AUFGABE 1:
Wie viele Gemeinderäte sichert die unechte Teilortswahl dem Ort Bargen laut dem Textauszug zu?
AUFGABE 2:
Aktualisiere im Textauszug den Teil, der mit den Worten „Die Aufgabe der“ einsetzt und mit „insgesamt 14 Vertretern.“ schließt, und gib ihn vollständig wieder. Ersetze darin „Ortschaftsrat“ durch „Ortsbeirat“.

AUSGEWÄHLTER TEXTAUSZUG:
^^^^

Die Aufgabe der bis 1974 fast 1200jährigen Selbstständigkeit von Bargen konnte nur per Landesgesetz erzwungen werden. Deutlich war das Bürgervotum bei der Anhörung am 20.1.1974. Über 493 stimmberechtigte Bargener waren für die Selbstständigkeit und nur 91 Stimmen gab es für die Großgemeinde Helmstadt-Bargen. Aber auch nach der freiwilligen „Zwangsehe“ mit Helmstadt , hat sich das örtliche, öffentliche Leben neuen, sich immer wieder verändernden Situationen gestellt. Der Ortsname Bargen blieb im Gemeindenamen erhalten. Bargen erhielt mit dem Einglieder-ungsvertrag einen sechsköpfigen Ortschaftsrat, der sich verstärkt um die Belange des Orts-teils kümmert. Die unechte Teilortswahl sichert Bargen vier Gemeinderäte im „Gemeind-parlament“ von insgesamt 14 Vertretern.

^^^^

VORLIEGENDE ZEILEN:
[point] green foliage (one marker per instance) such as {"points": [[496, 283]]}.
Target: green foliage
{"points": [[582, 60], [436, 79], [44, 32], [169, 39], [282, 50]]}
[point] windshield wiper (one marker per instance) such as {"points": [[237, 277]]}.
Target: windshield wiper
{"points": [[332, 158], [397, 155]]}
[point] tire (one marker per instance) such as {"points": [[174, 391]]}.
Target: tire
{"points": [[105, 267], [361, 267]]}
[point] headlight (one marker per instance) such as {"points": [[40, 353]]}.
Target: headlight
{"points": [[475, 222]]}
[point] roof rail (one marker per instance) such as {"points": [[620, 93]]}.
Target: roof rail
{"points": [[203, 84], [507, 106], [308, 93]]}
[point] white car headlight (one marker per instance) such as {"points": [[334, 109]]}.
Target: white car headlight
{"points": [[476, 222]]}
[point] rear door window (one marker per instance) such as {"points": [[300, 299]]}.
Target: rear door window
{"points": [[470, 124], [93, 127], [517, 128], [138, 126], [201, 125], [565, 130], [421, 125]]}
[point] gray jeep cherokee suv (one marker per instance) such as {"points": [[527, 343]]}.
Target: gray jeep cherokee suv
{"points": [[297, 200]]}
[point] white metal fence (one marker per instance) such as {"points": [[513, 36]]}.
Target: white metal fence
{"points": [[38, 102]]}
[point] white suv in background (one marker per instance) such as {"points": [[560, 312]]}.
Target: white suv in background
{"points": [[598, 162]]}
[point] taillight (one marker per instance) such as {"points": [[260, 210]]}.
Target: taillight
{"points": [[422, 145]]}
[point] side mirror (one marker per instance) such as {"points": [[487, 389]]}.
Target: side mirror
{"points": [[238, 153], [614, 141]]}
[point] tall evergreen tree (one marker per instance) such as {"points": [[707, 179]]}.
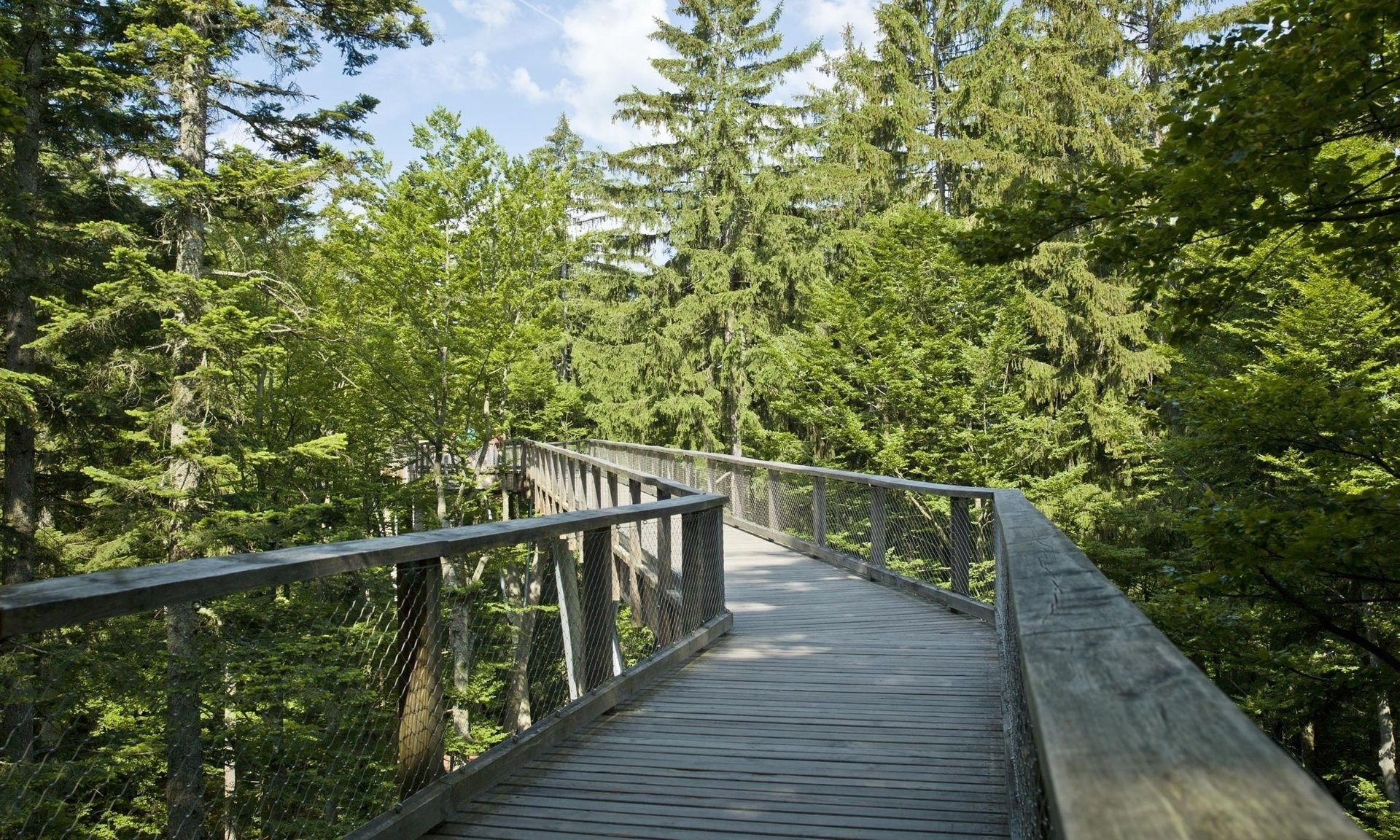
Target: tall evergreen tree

^^^^

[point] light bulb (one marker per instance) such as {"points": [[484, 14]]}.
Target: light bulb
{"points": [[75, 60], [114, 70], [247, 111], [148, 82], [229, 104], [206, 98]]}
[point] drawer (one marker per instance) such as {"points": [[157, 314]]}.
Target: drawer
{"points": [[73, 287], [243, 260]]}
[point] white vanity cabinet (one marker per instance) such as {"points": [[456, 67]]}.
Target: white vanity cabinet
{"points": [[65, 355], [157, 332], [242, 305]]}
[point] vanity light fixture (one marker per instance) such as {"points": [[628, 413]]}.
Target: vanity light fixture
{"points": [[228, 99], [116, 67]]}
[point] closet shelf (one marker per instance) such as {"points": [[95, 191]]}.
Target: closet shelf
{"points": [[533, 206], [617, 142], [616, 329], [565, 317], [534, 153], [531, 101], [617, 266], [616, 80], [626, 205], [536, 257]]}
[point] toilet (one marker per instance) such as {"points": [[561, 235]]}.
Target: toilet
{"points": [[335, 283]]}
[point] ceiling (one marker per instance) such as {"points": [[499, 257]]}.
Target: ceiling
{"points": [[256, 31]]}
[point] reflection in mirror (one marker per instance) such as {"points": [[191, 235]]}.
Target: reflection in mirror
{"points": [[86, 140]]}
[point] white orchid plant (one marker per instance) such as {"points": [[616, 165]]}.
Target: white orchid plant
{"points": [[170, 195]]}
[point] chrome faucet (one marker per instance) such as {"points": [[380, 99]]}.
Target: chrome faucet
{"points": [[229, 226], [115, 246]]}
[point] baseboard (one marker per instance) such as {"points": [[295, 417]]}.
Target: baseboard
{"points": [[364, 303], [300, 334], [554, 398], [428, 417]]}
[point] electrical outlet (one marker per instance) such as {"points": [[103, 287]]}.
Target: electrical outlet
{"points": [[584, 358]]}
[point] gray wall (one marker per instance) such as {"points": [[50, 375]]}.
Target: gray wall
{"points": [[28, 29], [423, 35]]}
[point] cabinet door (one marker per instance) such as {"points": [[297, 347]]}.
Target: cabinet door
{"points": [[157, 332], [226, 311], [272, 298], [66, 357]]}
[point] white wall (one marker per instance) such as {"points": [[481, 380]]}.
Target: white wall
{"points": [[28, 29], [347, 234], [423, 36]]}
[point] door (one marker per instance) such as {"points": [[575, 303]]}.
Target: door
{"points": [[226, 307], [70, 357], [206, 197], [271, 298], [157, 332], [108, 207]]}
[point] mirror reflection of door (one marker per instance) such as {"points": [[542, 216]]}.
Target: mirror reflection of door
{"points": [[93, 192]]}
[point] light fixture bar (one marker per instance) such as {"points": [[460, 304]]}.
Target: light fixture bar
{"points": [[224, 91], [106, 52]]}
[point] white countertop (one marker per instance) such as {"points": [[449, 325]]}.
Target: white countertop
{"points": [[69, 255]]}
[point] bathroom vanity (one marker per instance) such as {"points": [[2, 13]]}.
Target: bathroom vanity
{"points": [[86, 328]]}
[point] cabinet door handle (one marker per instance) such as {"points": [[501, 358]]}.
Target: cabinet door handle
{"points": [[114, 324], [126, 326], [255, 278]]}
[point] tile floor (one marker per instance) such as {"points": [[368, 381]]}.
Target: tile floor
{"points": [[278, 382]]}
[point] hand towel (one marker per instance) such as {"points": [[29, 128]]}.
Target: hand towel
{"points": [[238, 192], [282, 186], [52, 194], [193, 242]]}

^^^^

MUSTERLÖSUNG 1:
Vier Gemeinderäte von insgesamt 14 Vertretern.

MUSTERLÖSUNG 2:
Die Aufgabe der bis 1974 fast 1200jährigen Selbstständigkeit von Bargen konnte nur per Landesgesetz erzwungen werden. Deutlich war das Bürgervotum bei der Anhörung am 20.1.1974. Über 493 stimmberechtigte Bargener waren für die Selbstständigkeit und nur 91 Stimmen gab es für die Großgemeinde Helmstadt-Bargen. Aber auch nach der freiwilligen „Zwangsehe“ mit Helmstadt , hat sich das örtliche, öffentliche Leben neuen, sich immer wieder verändernden Situationen gestellt. Der Ortsname Bargen blieb im Gemeindenamen erhalten. Bargen erhielt mit dem Einglieder-ungsvertrag einen sechsköpfigen Ortsbeirat, der sich verstärkt um die Belange des Orts-teils kümmert. Die unechte Teilortswahl sichert Bargen vier Gemeinderäte im „Gemeind-parlament“ von insgesamt 14 Vertretern.